_Document segment:_
*** Block opens ***

FoE warns about impending GM trade war

Related tags Gm Gm foods European union

The US has complained to the World Trade Organisation about the
recent decision in the EU to tighten the labelling restrictions for
GM products, increasing the likelihood of a new trade war between
the two blocs, warns Friends of the Earth.

Friends of the Earth (FoE) has warned that a trade war could be looming between the US and the EU over the labelling of genetically modified organisms (GMOs) and has condemned US attempts to force Europe to accept such products.

The EU recently voted to tighten even further its regulations on the labelling of GM products, and has rejected complaints from the US - where GM foods are much more widespread - that the restrictions were illegal under international law, that they will restrict trade and be costly to US business.

In a statement released yesterday, FoE said it had obtained European Commission documents responding to complaints made to the World Trade Organisation by the US and several other countries. In these documents, the European Commission defends its proposals and says it will push forward with plans to trace and label GM foods and animal feeds.

The proposals are due to be agreed by the Council of Agricultural Ministers on 14-16 October and the Council of Environment Ministers on 17 October in Luxembourg.

According to FoE, the US complained that establishing a tougher labelling and traceability regime for GM foods in Europe would be "more trade restrictive than necessary"​, and should not include animal feeds (even though, FoE point out, most GM crops are fed to farm animals).

The US was also upset that EU Member States had the final say on the approval of new GM food and crops, rather than scientists. This would, it argues, leave "substantial room for political interference"​ and "individual Member States will continue to be able to hold the approval process hostage to political concerns"​.

According to the papers obtained by FoE, the Commission rejected all these claims, stating that "since there is solid, cumulatively very strong evidence that European consumers are interested to know whether their food is derived from genetically modified organisms, it is totally justified for labelling to provide them with this information as well".

*** Block closes ***

_What you will do:_
1. Answer from the article on the GM labelling dispute:
(a) On what date is the Council of Environment Ministers due to agree the proposals?
(b) According to FoE, what are most GM crops fed to?
(c) Rather than Member States, who did the US want to have the final say on approving new GM food and crops?
2. Write the next few paragraphs of the article on the US–EU dispute over GM labelling, carrying on from its final sentence.
The listing that follows has no connection to the article on the GM labelling dispute.

_Data section:_
*** Block opens ***

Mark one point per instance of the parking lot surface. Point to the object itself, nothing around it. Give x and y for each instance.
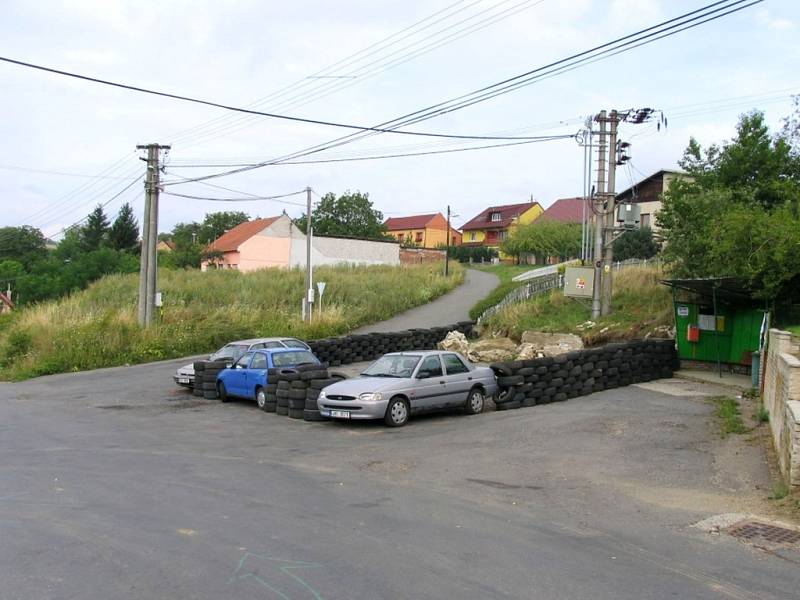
(116, 484)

*** Block closes ***

_Answers for the exercise:_
1.
(a) 17 October
(b) Farm animals
(c) Scientists

2.
The Commission has also rejected calls for a controversial GM-Free label - a proposal supported by the UK government and the biotech industry. The Commission said this would confuse people, and that consumers wanted to know what was in their food - not what was absent.

Not surprisingly, FoE is concerned about the prospects of a trade war between the US and Europe, and more specifically that the US point of view might eventually prevail.

"The United States administration wants to remove the right of European consumers to say no to GM food,"​ said Geert Ritsema of Friends of the Earth Europe. "If it succeeds in preventing GM food from being labelled it will become almost impossible to avoid it. The European Commission has rightly rejected US complaints. Ministers must now go further by tightening GM labelling rules when they meet in Luxembourg later this month. Consumers must come before the biotech interests of the United States government."

Strong words, and ones which ministers will no doubt take on board before deciding whether to approve the legislation later this month. If approval is forthcoming, as it almost certainly will be, the likelihood of WTO intervention will become even greater - and that will ultimately be in no-one's interest.